EXERCISE BRIEF: Reproduce the lines below from the one that contains "Thanks for the photo. Could you please mark the elbow" through the end, inclusive, and add nothing.

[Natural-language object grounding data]
=======

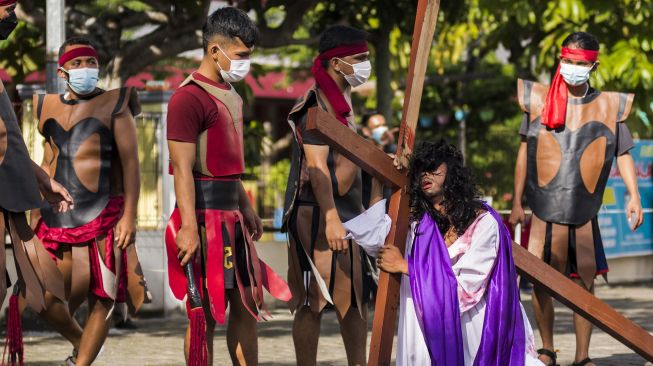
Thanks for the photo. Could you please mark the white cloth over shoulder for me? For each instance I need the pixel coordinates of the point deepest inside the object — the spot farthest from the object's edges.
(472, 257)
(370, 228)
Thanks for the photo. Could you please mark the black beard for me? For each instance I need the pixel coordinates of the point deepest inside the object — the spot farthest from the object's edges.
(442, 220)
(7, 25)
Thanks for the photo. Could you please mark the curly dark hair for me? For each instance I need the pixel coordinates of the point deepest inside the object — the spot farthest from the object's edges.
(461, 196)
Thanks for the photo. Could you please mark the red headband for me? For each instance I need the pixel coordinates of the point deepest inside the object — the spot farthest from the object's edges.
(326, 83)
(555, 105)
(77, 52)
(578, 54)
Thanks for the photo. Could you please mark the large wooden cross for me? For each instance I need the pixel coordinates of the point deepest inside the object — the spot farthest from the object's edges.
(363, 153)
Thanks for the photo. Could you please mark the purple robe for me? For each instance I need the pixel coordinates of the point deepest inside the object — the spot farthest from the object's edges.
(434, 289)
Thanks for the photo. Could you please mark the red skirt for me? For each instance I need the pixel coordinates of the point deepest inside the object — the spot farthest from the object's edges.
(217, 208)
(106, 274)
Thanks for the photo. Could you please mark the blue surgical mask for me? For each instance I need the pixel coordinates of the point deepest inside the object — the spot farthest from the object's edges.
(82, 81)
(575, 74)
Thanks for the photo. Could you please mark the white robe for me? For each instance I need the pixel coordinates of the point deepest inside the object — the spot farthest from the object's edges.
(472, 257)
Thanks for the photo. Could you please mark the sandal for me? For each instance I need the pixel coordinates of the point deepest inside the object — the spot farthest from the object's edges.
(582, 363)
(552, 355)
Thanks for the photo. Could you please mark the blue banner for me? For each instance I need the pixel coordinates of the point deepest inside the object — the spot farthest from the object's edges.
(618, 239)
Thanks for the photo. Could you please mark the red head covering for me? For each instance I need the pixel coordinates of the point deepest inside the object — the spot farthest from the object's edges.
(328, 85)
(87, 51)
(555, 106)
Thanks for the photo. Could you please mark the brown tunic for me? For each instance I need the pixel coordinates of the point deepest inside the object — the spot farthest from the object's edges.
(344, 275)
(85, 158)
(567, 170)
(18, 193)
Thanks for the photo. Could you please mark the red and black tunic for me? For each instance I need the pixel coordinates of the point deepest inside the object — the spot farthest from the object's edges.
(209, 115)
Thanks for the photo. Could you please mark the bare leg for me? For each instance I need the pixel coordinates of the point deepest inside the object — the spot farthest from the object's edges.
(59, 318)
(210, 329)
(544, 316)
(242, 337)
(95, 331)
(306, 334)
(56, 312)
(353, 329)
(583, 330)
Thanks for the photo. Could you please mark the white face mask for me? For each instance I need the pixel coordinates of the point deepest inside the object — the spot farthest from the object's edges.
(82, 81)
(377, 133)
(575, 74)
(238, 69)
(362, 72)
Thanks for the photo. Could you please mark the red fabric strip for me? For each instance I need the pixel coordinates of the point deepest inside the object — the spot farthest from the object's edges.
(77, 52)
(214, 263)
(328, 85)
(579, 54)
(554, 111)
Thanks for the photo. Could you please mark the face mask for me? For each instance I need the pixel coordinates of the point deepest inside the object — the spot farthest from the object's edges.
(362, 72)
(82, 81)
(575, 74)
(378, 133)
(238, 69)
(7, 25)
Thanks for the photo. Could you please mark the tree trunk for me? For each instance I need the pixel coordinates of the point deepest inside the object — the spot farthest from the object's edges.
(383, 72)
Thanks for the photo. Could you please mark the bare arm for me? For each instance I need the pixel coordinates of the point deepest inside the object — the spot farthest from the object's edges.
(52, 191)
(517, 214)
(376, 193)
(124, 133)
(182, 157)
(316, 160)
(634, 206)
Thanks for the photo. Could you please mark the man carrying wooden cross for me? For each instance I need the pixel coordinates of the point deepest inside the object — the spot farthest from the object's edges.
(324, 190)
(459, 301)
(570, 135)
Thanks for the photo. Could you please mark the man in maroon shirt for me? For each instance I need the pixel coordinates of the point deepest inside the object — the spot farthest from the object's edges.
(214, 224)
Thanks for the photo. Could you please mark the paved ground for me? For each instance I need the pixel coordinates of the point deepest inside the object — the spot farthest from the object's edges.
(159, 341)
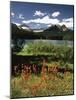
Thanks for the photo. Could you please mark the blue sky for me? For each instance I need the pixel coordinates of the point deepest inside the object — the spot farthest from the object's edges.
(41, 15)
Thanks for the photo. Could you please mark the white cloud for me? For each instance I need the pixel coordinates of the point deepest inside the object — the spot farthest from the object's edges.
(45, 20)
(39, 13)
(12, 14)
(21, 16)
(68, 22)
(55, 14)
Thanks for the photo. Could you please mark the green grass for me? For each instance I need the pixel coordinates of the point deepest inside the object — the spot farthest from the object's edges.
(36, 86)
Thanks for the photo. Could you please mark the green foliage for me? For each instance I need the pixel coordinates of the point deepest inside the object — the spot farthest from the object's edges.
(56, 52)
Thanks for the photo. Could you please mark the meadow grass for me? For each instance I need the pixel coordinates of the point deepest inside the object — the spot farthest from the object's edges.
(38, 86)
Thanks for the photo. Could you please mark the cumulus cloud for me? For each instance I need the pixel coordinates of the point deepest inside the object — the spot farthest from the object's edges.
(12, 14)
(39, 13)
(21, 16)
(55, 14)
(45, 20)
(68, 22)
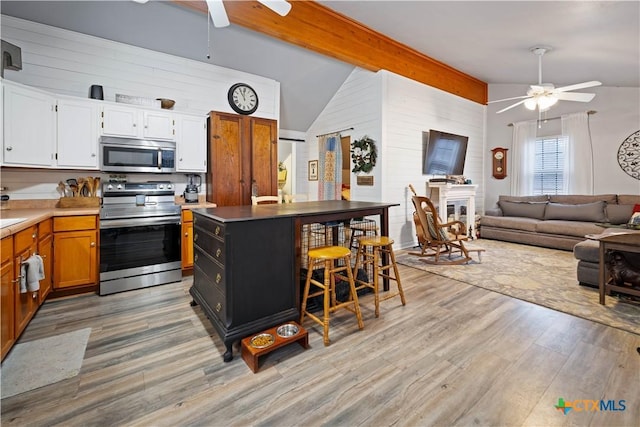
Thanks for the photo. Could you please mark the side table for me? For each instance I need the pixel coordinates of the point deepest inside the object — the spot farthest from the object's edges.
(627, 241)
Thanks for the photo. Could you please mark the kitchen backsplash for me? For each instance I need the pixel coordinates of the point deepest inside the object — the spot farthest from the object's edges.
(27, 184)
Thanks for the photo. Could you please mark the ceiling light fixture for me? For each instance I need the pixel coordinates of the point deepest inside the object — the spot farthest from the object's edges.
(219, 14)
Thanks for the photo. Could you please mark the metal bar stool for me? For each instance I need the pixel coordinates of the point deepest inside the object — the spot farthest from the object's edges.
(380, 245)
(328, 257)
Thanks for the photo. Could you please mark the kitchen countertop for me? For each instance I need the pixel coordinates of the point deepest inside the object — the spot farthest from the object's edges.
(36, 215)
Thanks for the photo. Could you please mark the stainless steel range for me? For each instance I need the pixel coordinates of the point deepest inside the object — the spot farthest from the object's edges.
(139, 236)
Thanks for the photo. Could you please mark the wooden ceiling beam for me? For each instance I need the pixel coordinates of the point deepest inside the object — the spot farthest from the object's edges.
(320, 29)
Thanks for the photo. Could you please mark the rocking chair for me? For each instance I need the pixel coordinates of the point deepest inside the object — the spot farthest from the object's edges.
(436, 238)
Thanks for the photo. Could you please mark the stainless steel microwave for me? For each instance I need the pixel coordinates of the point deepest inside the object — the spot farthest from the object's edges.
(137, 155)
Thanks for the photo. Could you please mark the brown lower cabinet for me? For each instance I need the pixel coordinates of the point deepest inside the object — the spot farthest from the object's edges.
(69, 250)
(187, 240)
(75, 252)
(7, 296)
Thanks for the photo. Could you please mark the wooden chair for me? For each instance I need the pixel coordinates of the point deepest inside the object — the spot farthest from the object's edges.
(439, 238)
(256, 200)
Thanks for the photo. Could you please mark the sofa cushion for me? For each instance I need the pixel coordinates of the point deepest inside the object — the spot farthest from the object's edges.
(576, 199)
(618, 214)
(515, 223)
(567, 228)
(582, 212)
(540, 198)
(523, 209)
(628, 199)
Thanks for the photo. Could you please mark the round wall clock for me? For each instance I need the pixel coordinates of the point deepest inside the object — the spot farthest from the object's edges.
(499, 162)
(242, 98)
(629, 155)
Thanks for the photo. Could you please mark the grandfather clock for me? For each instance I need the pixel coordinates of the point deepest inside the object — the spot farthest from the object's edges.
(499, 162)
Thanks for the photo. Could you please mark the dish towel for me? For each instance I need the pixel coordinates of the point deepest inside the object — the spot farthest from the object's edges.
(35, 272)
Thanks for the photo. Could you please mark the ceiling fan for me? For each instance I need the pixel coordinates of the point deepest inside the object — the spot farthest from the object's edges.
(219, 14)
(544, 95)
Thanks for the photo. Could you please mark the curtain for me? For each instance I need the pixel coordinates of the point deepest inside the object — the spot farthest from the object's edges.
(329, 167)
(578, 158)
(523, 158)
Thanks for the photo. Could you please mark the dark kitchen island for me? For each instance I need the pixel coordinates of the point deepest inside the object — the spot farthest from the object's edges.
(247, 261)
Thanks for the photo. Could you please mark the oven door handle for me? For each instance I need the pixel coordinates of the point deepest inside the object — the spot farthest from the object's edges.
(139, 222)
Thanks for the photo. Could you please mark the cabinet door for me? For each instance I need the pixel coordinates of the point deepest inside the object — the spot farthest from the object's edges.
(264, 155)
(29, 127)
(74, 259)
(26, 303)
(45, 250)
(227, 183)
(7, 297)
(158, 125)
(191, 144)
(120, 121)
(77, 134)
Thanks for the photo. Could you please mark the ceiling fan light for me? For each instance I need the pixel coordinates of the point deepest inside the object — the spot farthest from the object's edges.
(218, 13)
(530, 104)
(281, 7)
(545, 102)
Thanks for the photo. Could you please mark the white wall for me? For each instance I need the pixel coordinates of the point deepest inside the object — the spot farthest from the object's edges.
(68, 63)
(617, 116)
(394, 111)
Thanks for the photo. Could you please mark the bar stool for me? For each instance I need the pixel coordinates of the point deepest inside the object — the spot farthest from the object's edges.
(328, 257)
(380, 245)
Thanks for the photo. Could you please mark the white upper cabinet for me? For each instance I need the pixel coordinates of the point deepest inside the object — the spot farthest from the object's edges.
(131, 122)
(29, 126)
(78, 133)
(191, 145)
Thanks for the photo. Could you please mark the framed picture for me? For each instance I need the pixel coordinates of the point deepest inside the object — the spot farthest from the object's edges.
(313, 170)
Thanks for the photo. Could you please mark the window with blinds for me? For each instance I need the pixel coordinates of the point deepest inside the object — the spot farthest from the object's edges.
(548, 174)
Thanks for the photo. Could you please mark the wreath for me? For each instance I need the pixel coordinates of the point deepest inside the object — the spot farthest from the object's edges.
(363, 154)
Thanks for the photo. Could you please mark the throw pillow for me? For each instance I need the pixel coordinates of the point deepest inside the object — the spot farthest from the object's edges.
(634, 221)
(523, 209)
(590, 212)
(619, 214)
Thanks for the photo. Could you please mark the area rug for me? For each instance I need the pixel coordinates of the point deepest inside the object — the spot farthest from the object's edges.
(542, 276)
(38, 363)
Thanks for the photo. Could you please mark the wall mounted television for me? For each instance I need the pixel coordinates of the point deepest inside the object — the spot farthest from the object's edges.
(444, 153)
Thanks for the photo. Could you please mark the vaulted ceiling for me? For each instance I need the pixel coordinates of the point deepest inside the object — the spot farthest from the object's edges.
(487, 41)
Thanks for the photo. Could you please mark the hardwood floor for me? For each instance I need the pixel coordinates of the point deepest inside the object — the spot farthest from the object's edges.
(454, 355)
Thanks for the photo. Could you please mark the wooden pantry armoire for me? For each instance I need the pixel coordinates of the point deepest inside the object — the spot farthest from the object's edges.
(243, 151)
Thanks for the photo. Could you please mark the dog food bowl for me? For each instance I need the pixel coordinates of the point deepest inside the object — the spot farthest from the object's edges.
(262, 340)
(287, 330)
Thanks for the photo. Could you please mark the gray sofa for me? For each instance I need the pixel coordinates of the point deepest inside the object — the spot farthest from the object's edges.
(555, 221)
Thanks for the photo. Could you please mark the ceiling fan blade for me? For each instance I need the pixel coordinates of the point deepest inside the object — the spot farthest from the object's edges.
(508, 99)
(281, 7)
(218, 13)
(573, 96)
(512, 106)
(577, 86)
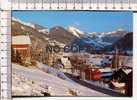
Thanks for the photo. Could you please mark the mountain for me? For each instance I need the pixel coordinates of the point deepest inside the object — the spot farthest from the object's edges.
(126, 42)
(61, 34)
(42, 29)
(76, 32)
(114, 36)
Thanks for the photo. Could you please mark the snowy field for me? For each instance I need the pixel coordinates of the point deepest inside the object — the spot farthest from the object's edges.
(35, 81)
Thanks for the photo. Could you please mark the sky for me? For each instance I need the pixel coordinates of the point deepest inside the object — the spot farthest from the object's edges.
(87, 21)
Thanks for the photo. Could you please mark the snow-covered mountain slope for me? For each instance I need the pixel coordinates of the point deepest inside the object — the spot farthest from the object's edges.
(53, 85)
(75, 31)
(24, 23)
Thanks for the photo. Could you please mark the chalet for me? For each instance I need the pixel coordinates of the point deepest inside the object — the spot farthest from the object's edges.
(21, 49)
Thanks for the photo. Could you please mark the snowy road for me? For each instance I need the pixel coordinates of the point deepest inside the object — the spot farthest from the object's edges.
(58, 86)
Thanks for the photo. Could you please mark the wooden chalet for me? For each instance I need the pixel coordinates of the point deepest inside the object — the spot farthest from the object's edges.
(21, 49)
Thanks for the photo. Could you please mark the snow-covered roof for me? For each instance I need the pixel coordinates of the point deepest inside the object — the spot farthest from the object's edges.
(22, 39)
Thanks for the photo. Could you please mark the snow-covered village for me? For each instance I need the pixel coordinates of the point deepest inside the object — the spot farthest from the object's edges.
(67, 61)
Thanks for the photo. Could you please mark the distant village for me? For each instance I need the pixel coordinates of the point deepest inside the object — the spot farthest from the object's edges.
(113, 72)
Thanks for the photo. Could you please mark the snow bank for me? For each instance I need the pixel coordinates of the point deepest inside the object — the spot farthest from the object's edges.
(30, 81)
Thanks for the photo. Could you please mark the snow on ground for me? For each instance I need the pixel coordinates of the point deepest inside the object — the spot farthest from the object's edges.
(33, 81)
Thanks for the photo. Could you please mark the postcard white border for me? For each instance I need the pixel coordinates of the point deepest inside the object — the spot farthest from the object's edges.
(104, 98)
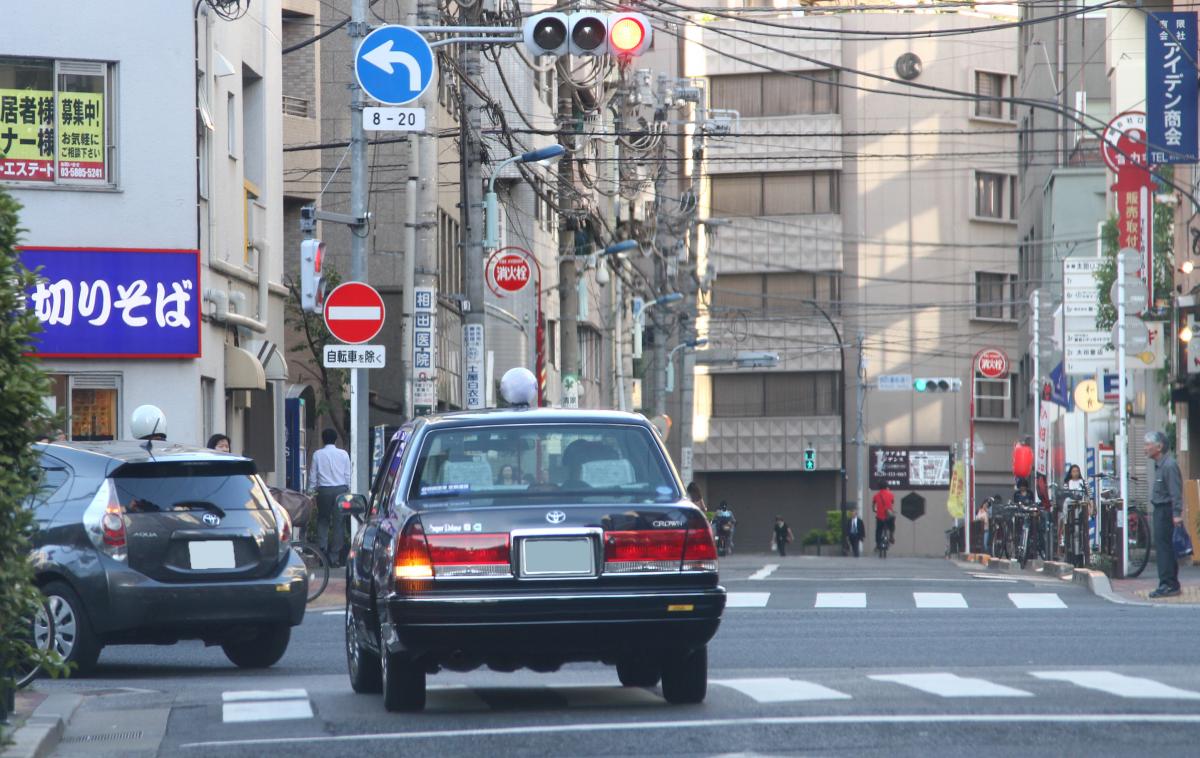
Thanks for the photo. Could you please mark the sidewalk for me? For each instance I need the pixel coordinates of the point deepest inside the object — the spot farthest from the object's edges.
(1141, 587)
(1128, 590)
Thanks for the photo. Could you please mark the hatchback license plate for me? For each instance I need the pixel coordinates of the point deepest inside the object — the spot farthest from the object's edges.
(211, 554)
(557, 557)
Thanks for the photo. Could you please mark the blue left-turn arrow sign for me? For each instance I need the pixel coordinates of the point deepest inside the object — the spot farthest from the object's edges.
(394, 65)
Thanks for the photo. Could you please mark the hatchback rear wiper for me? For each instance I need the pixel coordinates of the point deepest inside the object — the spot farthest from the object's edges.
(191, 505)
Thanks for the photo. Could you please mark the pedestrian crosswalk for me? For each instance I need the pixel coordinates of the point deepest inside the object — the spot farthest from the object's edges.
(256, 705)
(246, 705)
(1025, 601)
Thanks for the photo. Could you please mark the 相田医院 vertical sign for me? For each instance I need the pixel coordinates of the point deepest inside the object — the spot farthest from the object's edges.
(1171, 88)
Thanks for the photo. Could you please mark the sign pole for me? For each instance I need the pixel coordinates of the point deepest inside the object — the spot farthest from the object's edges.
(1122, 444)
(359, 381)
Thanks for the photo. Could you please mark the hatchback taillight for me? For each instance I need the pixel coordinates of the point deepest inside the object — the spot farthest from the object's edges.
(412, 560)
(105, 522)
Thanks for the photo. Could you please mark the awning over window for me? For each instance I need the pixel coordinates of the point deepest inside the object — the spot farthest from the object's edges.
(243, 370)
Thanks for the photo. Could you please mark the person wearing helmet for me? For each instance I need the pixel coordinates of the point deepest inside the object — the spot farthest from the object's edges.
(149, 423)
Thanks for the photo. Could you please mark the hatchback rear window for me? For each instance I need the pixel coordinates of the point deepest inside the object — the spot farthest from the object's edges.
(154, 488)
(505, 463)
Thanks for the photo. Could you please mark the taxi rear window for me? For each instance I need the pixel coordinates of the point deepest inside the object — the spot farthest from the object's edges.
(622, 462)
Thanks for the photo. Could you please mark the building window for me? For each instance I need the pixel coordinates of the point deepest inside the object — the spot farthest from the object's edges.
(994, 192)
(995, 398)
(995, 296)
(57, 122)
(803, 92)
(988, 85)
(784, 193)
(589, 354)
(775, 393)
(232, 125)
(777, 294)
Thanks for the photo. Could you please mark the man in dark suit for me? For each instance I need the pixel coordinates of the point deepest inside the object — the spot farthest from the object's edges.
(856, 531)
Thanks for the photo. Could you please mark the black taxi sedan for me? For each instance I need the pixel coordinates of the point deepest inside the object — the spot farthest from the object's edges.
(534, 537)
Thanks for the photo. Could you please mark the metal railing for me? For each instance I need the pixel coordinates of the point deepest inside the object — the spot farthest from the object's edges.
(298, 107)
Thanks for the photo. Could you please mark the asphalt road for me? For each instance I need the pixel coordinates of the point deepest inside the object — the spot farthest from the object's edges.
(898, 657)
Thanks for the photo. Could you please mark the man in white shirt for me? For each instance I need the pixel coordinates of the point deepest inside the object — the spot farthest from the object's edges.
(330, 474)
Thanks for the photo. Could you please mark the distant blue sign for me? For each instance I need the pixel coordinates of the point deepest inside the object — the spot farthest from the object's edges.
(1171, 88)
(124, 304)
(394, 65)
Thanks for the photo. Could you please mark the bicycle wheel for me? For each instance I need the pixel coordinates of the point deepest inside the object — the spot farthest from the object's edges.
(317, 566)
(41, 638)
(1138, 535)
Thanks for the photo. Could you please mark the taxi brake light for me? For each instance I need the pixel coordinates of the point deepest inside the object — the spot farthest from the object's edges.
(412, 559)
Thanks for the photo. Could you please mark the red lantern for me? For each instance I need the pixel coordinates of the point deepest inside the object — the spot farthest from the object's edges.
(1023, 461)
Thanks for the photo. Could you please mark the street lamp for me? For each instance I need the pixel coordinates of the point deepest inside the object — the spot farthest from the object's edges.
(640, 318)
(841, 410)
(491, 212)
(691, 343)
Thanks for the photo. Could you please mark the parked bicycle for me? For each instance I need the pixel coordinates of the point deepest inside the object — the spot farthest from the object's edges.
(316, 564)
(1137, 533)
(40, 630)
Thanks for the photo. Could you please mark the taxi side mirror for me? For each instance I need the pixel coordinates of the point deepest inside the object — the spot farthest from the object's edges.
(352, 505)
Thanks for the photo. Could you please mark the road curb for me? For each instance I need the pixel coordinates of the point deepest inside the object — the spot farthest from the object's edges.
(43, 729)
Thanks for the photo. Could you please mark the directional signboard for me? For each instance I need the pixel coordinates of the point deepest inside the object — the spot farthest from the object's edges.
(394, 65)
(354, 312)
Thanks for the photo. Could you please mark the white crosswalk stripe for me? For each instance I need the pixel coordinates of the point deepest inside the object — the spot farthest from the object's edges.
(747, 600)
(1037, 600)
(840, 600)
(953, 686)
(940, 600)
(779, 690)
(245, 705)
(1134, 687)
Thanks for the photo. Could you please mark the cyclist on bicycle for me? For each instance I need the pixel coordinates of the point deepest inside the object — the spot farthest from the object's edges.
(885, 516)
(724, 524)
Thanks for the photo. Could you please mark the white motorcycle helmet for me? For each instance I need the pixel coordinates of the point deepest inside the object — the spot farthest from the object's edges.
(148, 421)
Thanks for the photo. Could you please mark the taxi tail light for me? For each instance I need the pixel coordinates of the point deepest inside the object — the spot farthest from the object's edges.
(643, 551)
(412, 559)
(469, 554)
(105, 522)
(700, 549)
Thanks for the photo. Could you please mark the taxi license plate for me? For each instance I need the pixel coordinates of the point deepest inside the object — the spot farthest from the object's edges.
(211, 554)
(557, 557)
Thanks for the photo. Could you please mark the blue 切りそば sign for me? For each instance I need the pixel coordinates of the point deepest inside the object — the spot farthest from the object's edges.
(105, 302)
(1171, 88)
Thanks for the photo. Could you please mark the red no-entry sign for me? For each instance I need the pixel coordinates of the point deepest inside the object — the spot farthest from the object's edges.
(354, 312)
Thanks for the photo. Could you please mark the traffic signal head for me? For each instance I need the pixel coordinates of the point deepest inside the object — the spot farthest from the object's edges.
(629, 34)
(545, 34)
(937, 384)
(587, 32)
(312, 287)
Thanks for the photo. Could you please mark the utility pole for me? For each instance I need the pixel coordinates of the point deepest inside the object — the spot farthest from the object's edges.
(423, 155)
(360, 391)
(691, 276)
(568, 276)
(474, 332)
(859, 434)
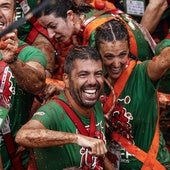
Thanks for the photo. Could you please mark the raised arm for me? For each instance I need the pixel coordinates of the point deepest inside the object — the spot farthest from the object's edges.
(159, 64)
(31, 75)
(153, 14)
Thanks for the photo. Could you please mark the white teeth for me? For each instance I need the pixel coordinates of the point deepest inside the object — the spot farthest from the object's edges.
(90, 91)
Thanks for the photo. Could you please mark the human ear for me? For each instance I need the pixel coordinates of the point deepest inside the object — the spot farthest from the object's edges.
(66, 80)
(70, 15)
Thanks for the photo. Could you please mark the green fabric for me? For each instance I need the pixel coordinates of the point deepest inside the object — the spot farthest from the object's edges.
(53, 117)
(160, 46)
(20, 100)
(24, 29)
(3, 114)
(138, 110)
(165, 80)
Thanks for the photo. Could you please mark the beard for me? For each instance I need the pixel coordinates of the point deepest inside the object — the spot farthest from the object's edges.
(80, 97)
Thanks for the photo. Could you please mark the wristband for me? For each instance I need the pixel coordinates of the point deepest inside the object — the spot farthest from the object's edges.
(13, 60)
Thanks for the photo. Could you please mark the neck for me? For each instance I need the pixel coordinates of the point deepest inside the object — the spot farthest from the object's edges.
(82, 110)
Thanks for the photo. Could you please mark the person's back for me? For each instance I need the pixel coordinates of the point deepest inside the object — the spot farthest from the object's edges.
(22, 76)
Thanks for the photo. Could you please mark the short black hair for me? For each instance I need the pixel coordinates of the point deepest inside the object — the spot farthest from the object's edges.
(111, 31)
(60, 8)
(82, 53)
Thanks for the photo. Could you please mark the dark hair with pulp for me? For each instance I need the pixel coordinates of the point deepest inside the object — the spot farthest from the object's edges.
(60, 8)
(111, 31)
(82, 53)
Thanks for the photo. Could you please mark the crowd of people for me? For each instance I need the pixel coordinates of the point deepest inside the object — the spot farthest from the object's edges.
(101, 108)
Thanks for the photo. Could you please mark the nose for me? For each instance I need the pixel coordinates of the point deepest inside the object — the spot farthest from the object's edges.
(92, 79)
(115, 62)
(51, 32)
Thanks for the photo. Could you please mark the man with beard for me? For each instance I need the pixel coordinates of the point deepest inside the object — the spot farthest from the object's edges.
(71, 126)
(22, 76)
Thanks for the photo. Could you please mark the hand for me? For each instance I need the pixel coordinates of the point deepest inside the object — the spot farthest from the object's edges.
(97, 146)
(11, 45)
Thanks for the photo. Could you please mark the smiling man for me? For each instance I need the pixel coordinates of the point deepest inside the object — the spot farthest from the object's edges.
(74, 120)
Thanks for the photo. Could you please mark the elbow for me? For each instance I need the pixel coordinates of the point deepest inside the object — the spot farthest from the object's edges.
(19, 138)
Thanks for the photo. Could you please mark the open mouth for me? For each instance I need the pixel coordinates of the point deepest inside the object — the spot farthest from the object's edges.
(2, 26)
(90, 94)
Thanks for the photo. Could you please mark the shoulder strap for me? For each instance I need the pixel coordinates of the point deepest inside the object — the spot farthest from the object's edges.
(148, 159)
(78, 123)
(9, 142)
(95, 21)
(119, 86)
(20, 48)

=======

WRITTEN RESPONSE:
Thanks for the photo. Could you please mark the elbow for me? For each instance I need the pixel coordinates of the point deepest inside the object — the spot farthest from the object's edges.
(19, 138)
Thanks for the photo. Could you please mark the open mouth for me? For each instance I need the pixel coordinates of the point deepest inside the object — the spot farthest from the object's edges.
(2, 26)
(90, 94)
Thanks for the photo. Could you please mark the shoulder strap for me? For each instance I need the pixel coordinates of the point deepest inside the object — the spot farthest from the object's edges.
(148, 159)
(78, 123)
(9, 142)
(95, 21)
(119, 86)
(20, 48)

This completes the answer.